WORK REQUIRED →
Report, copied in full, every line of the material below that contains the word "uniform". Case counts.

MATERIAL PROVIDED →

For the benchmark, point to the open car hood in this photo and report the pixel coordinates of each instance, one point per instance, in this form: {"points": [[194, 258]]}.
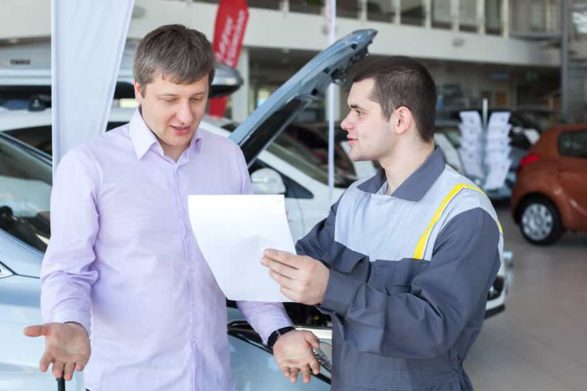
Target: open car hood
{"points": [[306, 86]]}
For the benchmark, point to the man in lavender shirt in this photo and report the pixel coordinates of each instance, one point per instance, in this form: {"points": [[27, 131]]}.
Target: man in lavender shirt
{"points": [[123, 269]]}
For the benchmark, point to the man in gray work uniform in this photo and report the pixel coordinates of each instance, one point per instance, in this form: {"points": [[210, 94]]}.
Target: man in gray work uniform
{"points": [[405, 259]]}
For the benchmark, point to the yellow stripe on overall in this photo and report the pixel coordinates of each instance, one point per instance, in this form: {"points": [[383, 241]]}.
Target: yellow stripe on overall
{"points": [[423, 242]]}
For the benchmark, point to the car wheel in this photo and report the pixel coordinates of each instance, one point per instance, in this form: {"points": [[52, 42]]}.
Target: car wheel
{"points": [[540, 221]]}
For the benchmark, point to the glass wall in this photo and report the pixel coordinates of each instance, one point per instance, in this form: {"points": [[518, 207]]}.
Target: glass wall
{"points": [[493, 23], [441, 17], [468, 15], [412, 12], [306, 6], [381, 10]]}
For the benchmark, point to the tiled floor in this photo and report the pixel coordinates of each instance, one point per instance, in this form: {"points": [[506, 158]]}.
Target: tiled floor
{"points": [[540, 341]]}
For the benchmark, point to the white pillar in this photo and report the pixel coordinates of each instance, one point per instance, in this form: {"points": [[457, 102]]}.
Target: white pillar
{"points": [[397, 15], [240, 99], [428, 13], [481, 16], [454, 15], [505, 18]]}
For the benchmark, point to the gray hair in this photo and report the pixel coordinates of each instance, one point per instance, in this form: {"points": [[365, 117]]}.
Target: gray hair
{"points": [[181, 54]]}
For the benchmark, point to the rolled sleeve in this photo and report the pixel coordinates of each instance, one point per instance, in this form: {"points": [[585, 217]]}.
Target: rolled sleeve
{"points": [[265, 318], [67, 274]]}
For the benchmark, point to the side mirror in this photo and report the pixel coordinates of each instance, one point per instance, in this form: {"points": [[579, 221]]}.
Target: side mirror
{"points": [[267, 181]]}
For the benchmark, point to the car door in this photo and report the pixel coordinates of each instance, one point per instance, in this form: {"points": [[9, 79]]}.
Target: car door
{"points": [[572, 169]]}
---
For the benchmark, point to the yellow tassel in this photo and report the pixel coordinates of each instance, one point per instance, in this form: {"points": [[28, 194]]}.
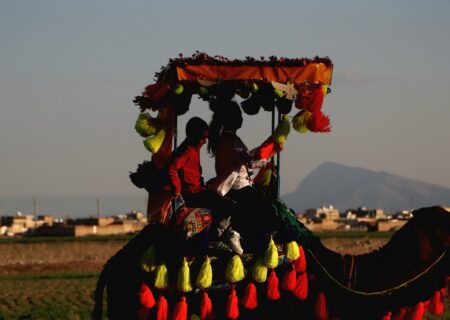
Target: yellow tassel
---
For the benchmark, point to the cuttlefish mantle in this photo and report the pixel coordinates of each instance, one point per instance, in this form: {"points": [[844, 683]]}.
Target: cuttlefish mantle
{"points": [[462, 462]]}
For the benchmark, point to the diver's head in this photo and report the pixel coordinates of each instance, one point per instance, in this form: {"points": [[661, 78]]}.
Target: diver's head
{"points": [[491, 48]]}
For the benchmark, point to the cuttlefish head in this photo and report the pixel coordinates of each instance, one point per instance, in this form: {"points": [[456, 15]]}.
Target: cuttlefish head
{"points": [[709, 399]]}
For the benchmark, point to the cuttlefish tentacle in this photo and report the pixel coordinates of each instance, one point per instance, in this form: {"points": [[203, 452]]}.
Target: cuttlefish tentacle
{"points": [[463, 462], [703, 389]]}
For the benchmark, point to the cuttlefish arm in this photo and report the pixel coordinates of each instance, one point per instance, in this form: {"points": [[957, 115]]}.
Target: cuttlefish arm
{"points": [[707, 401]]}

ANSWER TO THE TASK →
For the benchmark, point to the man in gray work uniform in this photo and report the pixel coordinates of each instance, one point per instance, in this form: {"points": [[210, 94]]}.
Target: man in gray work uniform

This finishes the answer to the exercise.